- _Materials provided_:
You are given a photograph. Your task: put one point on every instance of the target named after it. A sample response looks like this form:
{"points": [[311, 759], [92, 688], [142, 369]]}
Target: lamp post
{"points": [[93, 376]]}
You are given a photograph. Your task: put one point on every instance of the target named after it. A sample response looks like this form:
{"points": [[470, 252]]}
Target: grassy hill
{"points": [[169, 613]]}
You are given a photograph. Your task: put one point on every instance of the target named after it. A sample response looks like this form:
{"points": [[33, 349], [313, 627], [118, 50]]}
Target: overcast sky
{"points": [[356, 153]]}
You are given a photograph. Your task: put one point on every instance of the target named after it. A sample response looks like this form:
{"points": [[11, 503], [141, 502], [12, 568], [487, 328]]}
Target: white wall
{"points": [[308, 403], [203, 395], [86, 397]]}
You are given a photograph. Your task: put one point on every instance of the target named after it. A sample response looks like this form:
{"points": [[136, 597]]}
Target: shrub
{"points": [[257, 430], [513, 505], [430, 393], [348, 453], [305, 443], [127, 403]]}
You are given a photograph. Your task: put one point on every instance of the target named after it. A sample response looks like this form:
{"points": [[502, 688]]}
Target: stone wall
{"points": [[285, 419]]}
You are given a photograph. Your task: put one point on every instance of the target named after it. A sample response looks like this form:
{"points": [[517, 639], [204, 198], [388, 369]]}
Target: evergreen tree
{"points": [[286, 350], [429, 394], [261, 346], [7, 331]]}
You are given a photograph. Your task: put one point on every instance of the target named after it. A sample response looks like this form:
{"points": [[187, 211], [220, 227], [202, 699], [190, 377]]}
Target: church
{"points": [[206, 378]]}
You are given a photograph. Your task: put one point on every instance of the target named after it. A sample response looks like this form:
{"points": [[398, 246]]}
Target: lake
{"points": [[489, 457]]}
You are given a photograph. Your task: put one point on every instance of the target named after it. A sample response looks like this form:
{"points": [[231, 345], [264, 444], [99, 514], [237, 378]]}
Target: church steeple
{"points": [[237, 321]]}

- _Goal_:
Print all of the entries again, exactly as written.

- _Output_:
You are given a photograph. Your task: put one point on every instance of the target named after it. A sample response looks like this form:
{"points": [[311, 759], [92, 688], [142, 369]]}
Target: lamp post
{"points": [[93, 376]]}
You are given a photograph. Your task: put one point on every instance of the target named after it. A sample response looks like this form:
{"points": [[470, 252]]}
Target: grassy hill
{"points": [[169, 613]]}
You are given a photograph. Your task: put one point on every instance of the target named after it. A sample response looks like this form:
{"points": [[33, 349], [313, 627], [118, 50]]}
Target: overcast sky
{"points": [[356, 153]]}
You are given a photograph. Your task: put one point on every instance of the target named after it. A sample response looks like this form:
{"points": [[11, 503], [141, 502], [12, 568], [487, 328]]}
Target: white wall
{"points": [[308, 403], [203, 395], [86, 397]]}
You are given a photograph. Your task: put one point on every instance of the target named after it. A sample response looks like this form:
{"points": [[136, 597]]}
Target: shrub
{"points": [[257, 430], [513, 505], [430, 393], [348, 453], [305, 443], [127, 403]]}
You are given a photograph. Your task: put one point on every instance of the target named after it. A sample response looks like this form:
{"points": [[502, 688]]}
Target: stone wall
{"points": [[285, 419]]}
You are given a photograph. Your task: put one point on every instance of the target named after it. A sample response looks like this form:
{"points": [[517, 639], [204, 198], [388, 369]]}
Target: evergreen tree
{"points": [[286, 350], [429, 394], [261, 346], [7, 331]]}
You are given a photograph. Your task: put one point on every instance of the target named after it. A sample response looks like this form:
{"points": [[187, 211], [220, 227], [202, 699], [190, 377]]}
Target: church
{"points": [[206, 378]]}
You are given a photograph. Your task: put one point on every instance of the target named after it. A sample response looks like this form:
{"points": [[398, 246]]}
Target: lake
{"points": [[489, 457]]}
You are given a photograph. Your task: put one point on every instance of the target named after it. A sample response looks like this form:
{"points": [[231, 345], [264, 444], [99, 514], [237, 378]]}
Target: church steeple
{"points": [[237, 321]]}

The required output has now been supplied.